Records for this task:
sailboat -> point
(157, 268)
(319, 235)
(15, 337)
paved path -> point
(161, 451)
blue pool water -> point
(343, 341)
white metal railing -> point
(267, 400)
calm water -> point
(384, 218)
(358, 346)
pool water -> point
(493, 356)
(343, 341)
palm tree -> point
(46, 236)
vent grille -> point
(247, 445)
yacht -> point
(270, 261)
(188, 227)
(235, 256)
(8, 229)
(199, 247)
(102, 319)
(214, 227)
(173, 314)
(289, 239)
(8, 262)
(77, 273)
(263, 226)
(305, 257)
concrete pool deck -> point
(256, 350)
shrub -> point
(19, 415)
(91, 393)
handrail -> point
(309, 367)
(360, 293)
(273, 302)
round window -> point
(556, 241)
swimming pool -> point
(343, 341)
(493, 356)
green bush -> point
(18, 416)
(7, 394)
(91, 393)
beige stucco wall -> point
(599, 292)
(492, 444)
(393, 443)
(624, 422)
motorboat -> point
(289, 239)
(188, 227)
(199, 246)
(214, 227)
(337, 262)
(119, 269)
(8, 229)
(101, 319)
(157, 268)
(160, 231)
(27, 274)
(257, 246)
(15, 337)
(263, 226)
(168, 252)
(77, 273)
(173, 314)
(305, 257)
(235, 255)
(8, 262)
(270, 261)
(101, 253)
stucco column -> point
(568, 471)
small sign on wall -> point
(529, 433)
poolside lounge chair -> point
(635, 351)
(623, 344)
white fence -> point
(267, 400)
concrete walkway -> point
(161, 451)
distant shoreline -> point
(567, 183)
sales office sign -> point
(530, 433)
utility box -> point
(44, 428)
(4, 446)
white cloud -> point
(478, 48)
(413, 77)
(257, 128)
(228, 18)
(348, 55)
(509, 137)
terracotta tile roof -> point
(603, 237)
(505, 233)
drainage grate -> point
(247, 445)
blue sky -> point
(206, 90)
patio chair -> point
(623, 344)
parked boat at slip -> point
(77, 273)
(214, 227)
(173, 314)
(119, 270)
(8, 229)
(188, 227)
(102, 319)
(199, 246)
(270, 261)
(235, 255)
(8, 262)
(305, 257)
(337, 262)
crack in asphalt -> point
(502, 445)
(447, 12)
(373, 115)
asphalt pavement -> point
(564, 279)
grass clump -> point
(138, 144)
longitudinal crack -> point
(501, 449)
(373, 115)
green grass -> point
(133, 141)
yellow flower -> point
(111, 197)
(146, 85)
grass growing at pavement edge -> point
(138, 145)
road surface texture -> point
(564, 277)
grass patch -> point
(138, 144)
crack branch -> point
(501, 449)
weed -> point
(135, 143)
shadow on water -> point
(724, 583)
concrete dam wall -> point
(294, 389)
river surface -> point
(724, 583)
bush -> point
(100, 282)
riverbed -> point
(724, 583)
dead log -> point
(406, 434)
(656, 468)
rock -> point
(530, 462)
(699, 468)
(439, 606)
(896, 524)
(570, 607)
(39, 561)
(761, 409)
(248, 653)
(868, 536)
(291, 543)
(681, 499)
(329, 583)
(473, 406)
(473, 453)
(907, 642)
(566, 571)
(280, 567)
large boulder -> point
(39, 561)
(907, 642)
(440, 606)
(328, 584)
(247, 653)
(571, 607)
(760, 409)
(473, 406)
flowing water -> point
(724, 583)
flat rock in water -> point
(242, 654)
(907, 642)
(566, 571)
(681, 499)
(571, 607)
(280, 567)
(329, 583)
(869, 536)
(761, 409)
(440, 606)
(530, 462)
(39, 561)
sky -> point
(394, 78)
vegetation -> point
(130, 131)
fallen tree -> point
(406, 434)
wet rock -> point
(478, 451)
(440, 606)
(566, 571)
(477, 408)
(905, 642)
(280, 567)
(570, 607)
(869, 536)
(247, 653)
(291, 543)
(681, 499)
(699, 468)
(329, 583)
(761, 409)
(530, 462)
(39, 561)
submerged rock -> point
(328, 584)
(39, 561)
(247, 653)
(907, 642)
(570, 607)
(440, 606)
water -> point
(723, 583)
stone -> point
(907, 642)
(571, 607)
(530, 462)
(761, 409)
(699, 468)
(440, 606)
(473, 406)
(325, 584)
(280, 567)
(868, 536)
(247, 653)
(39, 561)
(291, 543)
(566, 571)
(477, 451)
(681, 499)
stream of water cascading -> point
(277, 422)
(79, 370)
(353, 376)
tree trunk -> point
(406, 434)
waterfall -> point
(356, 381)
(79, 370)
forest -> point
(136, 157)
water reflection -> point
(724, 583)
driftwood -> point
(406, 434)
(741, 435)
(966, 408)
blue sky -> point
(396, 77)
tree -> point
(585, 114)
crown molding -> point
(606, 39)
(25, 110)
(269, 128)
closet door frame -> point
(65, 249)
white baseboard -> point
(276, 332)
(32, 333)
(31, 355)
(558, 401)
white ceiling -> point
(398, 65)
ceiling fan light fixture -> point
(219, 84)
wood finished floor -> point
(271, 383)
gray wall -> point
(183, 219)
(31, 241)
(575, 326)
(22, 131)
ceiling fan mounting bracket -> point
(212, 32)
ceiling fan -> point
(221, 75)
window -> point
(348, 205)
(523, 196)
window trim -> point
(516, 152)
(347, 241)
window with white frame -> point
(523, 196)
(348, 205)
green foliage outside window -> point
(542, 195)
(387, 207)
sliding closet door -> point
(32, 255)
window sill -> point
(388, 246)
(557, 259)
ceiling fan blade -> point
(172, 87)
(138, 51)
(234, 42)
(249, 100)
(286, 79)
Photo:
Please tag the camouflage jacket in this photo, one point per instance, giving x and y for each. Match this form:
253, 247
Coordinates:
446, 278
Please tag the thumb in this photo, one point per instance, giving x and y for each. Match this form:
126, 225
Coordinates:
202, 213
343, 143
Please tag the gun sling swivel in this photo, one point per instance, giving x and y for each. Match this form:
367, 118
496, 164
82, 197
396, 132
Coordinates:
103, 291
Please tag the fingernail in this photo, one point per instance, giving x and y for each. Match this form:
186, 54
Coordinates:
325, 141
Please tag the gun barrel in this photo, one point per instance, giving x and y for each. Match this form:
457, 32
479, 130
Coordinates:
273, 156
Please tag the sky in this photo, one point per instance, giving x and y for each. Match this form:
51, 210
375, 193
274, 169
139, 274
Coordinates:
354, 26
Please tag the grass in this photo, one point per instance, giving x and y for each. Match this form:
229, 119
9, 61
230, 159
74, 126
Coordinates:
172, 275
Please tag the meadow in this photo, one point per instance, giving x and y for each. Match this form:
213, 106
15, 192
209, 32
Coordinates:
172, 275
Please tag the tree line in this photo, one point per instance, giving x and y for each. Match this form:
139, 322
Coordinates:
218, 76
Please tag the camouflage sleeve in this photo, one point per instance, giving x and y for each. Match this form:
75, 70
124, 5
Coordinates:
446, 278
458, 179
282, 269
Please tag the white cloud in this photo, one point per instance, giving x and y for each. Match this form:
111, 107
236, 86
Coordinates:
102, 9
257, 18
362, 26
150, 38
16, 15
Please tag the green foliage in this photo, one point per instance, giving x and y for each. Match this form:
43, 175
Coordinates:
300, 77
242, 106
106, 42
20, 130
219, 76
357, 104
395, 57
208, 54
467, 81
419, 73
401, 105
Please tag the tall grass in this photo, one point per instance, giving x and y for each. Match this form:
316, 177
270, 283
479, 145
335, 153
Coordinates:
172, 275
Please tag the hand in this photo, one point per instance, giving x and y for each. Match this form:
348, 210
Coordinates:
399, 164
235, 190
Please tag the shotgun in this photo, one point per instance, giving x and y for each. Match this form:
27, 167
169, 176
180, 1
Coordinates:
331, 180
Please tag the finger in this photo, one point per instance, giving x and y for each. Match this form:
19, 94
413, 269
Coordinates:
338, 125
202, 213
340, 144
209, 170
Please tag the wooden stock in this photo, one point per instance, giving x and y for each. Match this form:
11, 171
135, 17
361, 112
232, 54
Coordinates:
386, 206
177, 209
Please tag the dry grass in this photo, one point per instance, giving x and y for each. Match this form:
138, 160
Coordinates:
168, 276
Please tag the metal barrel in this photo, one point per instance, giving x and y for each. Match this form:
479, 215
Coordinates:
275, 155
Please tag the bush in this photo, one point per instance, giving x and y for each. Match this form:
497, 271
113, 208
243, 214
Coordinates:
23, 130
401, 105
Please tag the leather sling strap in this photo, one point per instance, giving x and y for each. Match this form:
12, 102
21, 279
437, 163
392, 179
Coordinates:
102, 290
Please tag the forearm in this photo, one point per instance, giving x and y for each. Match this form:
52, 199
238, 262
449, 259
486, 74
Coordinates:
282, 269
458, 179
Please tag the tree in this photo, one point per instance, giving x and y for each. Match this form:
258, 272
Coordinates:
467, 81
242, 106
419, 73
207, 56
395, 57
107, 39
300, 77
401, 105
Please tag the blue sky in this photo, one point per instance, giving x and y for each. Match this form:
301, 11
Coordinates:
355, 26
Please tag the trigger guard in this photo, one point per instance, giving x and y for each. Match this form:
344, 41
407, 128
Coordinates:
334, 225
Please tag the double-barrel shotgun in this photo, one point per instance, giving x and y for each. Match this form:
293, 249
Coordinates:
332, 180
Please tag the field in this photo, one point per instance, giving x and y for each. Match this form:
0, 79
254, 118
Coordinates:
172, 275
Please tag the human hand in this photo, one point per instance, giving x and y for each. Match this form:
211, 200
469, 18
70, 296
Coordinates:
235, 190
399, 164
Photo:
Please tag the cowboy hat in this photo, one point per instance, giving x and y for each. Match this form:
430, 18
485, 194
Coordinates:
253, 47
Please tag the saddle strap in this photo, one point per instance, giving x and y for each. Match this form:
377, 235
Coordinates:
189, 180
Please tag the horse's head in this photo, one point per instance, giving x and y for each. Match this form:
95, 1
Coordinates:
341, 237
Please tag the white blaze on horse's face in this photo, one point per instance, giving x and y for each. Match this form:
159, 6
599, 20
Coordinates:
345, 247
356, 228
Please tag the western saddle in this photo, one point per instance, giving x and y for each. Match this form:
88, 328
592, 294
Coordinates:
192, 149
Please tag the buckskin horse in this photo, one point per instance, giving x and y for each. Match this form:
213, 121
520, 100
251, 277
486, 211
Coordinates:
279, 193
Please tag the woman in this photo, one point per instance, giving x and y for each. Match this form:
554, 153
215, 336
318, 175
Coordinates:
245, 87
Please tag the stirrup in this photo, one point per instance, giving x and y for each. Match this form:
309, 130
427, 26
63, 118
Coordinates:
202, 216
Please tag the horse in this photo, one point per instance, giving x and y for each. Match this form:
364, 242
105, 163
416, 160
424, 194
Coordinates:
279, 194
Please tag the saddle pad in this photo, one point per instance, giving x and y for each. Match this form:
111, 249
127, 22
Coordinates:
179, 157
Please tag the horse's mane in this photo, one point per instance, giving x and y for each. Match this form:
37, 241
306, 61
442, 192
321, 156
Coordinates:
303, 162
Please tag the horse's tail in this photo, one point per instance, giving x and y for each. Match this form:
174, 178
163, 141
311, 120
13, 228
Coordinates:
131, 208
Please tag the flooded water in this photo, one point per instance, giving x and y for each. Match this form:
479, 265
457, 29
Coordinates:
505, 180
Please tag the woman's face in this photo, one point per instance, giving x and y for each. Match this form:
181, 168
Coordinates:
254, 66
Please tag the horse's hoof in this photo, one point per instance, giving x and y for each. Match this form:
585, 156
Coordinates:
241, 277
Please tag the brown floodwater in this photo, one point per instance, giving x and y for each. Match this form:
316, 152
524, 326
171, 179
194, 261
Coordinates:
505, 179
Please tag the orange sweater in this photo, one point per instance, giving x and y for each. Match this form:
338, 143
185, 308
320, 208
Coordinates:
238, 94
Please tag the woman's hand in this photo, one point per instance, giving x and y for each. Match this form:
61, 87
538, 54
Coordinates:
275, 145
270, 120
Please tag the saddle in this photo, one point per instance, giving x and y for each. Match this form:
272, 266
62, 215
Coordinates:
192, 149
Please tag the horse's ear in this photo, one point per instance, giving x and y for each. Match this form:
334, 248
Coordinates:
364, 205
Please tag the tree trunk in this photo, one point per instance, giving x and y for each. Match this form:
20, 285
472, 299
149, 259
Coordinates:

Task statement:
Locate the word "camouflage" in the records above, and return each line that has it.

Response:
Please tag the camouflage jacket in this photo, one point per instance, giving x and y for each. Match this form:
Please tag the camouflage sleeve in this photo, one point per instance, giving x and y for each. Match this form:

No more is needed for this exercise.